[Point annotation items]
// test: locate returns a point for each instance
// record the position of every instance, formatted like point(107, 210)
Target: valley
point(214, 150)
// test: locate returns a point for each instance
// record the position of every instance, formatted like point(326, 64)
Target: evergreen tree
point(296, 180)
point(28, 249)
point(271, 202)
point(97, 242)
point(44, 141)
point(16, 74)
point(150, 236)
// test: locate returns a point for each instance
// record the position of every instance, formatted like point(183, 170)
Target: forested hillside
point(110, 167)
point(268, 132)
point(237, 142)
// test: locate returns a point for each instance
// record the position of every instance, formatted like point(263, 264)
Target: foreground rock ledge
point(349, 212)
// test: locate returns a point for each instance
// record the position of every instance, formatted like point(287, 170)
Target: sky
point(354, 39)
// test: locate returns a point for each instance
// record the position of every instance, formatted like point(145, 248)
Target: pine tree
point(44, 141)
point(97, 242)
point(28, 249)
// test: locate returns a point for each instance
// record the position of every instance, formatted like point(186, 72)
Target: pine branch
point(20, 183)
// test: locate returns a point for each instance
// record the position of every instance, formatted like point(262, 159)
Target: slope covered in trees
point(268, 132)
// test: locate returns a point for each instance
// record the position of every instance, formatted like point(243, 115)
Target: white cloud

WRITTEN EXERCISE: Rewrite every line of the items above, requests included, and shift each coordinate in the answer points up by 40. Leave the sample points inside the requests unchanged.

OUTPUT BELOW:
// test: locate returns a point for each instance
// record the position of every instance, formatted like point(107, 210)
Target: valley
point(254, 190)
// test: locate returns a point for each instance
// record the position of every instance, formatted like point(326, 64)
Target: evergreen tree
point(336, 220)
point(68, 289)
point(311, 242)
point(137, 282)
point(84, 181)
point(56, 114)
point(190, 276)
// test: locate returns a point for each instance
// record the position of every instance, formatted like point(183, 170)
Target: forested hillside
point(150, 207)
point(308, 172)
point(277, 182)
// test: locate returns a point for each instance
// record the position of every instance, formatted like point(263, 264)
Target: foreground rock ledge
point(389, 252)
// test: locate returns a point for each instance
// record the position of every instance, formatted like point(287, 170)
Target: sky
point(394, 79)
// test: locate returns a point for each instance
// record the position of every instance, formatted like point(145, 248)
Target: pine tree
point(84, 181)
point(137, 282)
point(68, 289)
// test: locate returns a point for each instance
// record the position of every instance, formatted like point(186, 72)
Target: pine branch
point(60, 223)
// test: locate returns a point for each instance
// record the position of every instance, formatted like point(262, 159)
Target: slope covered in trees
point(308, 172)
// test: locate returns a point for each instance
// record the position of every instance, formatted like point(243, 115)
Target: white cloud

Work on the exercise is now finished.